- _Supplied text_:
═══

The Death of Nostalgia

A bunch of old photos hanging on display against a wooden wall
Though I always like visiting new destinations, when I really like a place, I want to go back, and I often revisit places.

In February, I went back to Manuel Antonio in Costa Rica. The last time I was there was in 2003, and I remember it for its amazing number of monkeys, lush jungles, and wide, white-sand beach.

While it was touristy back then, I wouldn’t say it was “overdeveloped.”

When I came back this year, I was shocked to find that the only thing that I could recognize of the Manuel Antonio I used to know was the beach.

The road running between Quepos (the closest main town) and Manuel Antonio once boasted a single restaurant, but now it’s lined with hotels, resorts, and overpriced eateries serving Western or Americanized dishes. The beach, which was once so quiet, is now filled with hawkers, food sellers, and beach umbrellas.

One of the things that made Manuel Antonio so special is the park that sits on the town’s edge. To get there in 2003, you had to wade across an estuary and enter through a tiny gate. If you stayed in the park too late, the rising tide meant you had to swim!

Now, there’s a new entrance from the road and a park center. What makes it even worse is the huge hotel that has been erected right by the park entrance. Nature’s serenity has been disturbed.

When I was there in 2003, I couldn’t walk five feet without tripping over an animal. Monkeys were everywhere, and I saw deer, land crabs, birds, and animals with names I didn’t know.

Now, I could barely hear the sounds of the monkeys in trees, and I didn’t see one land crab in the park that wasn’t dead. The only monkeys I saw were the ones on the beach waiting to be fed by tourists.

One of the many beautiful sunsets in Manuel Antonio, Costa Rica

I was there with Jess and Dani from Globetrotter Girls. Dani had never been there before, but Jess had visited in 2000, and we both lamented the change.

“We might as well be in America,” she said. “This could be Hawaii, California, or Florida.”

Manuel Antonio had me wondering if development could be too much of a bad thing. A while ago, I wrote a post called How Travel is Bad for the World. In it I said:

“Traveling is not the most eco-friendly of activities. Flying, cruising, eating out, and driving around all have a negative impact on the environment. Most people, when they travel constantly, use towels in hotel rooms, leave the air conditioner going, or forget to turn off the lights. Jet-setting around the world in airplanes or driving around in an RV all contribute to global warming. Between waste, development, and pollution, we’re doing exactly what The Beach said we would do — we’re destroying the very paradise we seek.”

One of my favorite travel books is The Beach. I relate to the theme of the book all too well. It’s about how travelers, especially backpackers, look for paradise that doesn’t exist outside their heads and how even when they find something great, they end up ruining it.

On the road, I often encounter travelers who talk about how good a place was 10 years ago, but how “the tourists” have ruined it now. It’s always said with snide superiority, and I hate it.

“If you don’t like it, why are you back?” I say to them.

Now, having come back to a place I haven’t been to in seven years, I wonder if I’m being like those travelers. Have I become jaded, or am I simply romanticizing the past?

Taking a photo of a monkey in the thick lush jungles of Costa Rica

Certainly, development has brought many great things to Manuel Antonio. The local economy is booming now that there’s a lot more work for locals. There’s more money for better roads and infrastructure. The water is now clean to drink. There are more accommodation options for visitors. The pollution and environmental destruction you see in so many beach towns isn’t here yet. I can still swim in the water, the park hasn’t been cut down, and the roads aren’t filled with trash.

═══

- _Exercise materials_:
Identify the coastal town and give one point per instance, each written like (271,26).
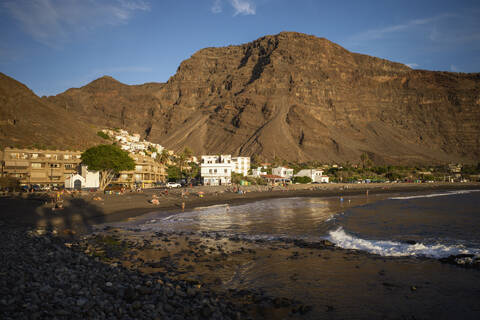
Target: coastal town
(239,159)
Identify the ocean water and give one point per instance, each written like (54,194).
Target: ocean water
(403,234)
(428,225)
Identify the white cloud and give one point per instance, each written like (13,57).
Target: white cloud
(51,22)
(244,7)
(217,6)
(408,25)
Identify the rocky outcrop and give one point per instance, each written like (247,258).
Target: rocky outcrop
(295,97)
(28,121)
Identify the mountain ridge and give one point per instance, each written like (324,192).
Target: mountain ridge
(295,97)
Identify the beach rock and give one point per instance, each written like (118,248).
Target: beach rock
(463,260)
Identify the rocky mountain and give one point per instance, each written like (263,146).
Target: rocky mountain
(28,121)
(294,97)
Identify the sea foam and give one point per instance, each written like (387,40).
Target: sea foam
(397,249)
(450,193)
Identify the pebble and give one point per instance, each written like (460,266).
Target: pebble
(47,279)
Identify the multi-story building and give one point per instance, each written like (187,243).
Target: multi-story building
(315,174)
(147,172)
(216,170)
(241,165)
(41,167)
(283,172)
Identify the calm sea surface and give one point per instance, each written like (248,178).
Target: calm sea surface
(341,284)
(432,225)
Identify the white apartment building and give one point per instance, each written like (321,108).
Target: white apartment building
(315,174)
(216,170)
(86,179)
(241,165)
(259,171)
(283,172)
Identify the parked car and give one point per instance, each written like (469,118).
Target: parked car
(173,185)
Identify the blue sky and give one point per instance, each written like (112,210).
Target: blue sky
(53,45)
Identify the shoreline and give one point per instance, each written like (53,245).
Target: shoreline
(141,273)
(81,212)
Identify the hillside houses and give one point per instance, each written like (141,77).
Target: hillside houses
(315,174)
(217,169)
(132,143)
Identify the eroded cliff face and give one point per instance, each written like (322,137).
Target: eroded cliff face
(295,97)
(298,97)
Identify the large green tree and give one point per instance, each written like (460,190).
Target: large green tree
(109,160)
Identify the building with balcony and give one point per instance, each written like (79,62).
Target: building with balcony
(146,174)
(315,174)
(283,172)
(41,167)
(241,165)
(216,170)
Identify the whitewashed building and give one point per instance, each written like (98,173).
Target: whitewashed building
(283,172)
(241,165)
(216,170)
(315,174)
(259,171)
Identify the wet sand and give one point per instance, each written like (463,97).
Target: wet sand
(83,210)
(297,280)
(293,279)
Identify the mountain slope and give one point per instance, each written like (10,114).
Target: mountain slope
(295,97)
(26,121)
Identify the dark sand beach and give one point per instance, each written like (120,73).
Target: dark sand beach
(81,210)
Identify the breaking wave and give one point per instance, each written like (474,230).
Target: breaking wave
(450,193)
(397,249)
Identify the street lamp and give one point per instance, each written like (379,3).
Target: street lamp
(51,174)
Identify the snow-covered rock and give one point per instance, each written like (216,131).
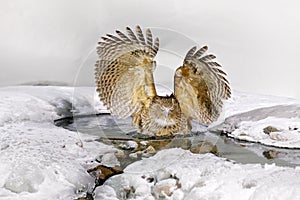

═══

- _Task list_:
**A.** Do these statements agree with the Manuel Antonio article? (i) The writer's previous visit to Manuel Antonio was in 2003. (ii) Jess had never been to Manuel Antonio before this trip. (iii) In 2003 visitors reached the park through an entrance from the road. Answer yes or no for each and quote the deciding words of the article.
**B.** Please switch "instance" to "occurrence" in the entries, starting with the line with "Identify the breaking" and going on through the end of the entries, and change nothing else. Give those lines again but leave out the pictures.

- _Solutions to the exercise_:
**A.**
(i) Yes: "The last time I was there was in 2003"
(ii) No: "Jess had visited in 2000"
(iii) No: "To get there in 2003, you had to wade across an estuary and enter through a tiny gate."

**B.**
Identify the breaking wave and give one point per occurrence, each written like (474,230).
Target: breaking wave
(450,193)
(397,249)
Identify the street lamp and give one point per occurrence, each written like (379,3).
Target: street lamp
(51,174)
Identify the snow-covered rock and give one point per occurrence, each written like (216,131).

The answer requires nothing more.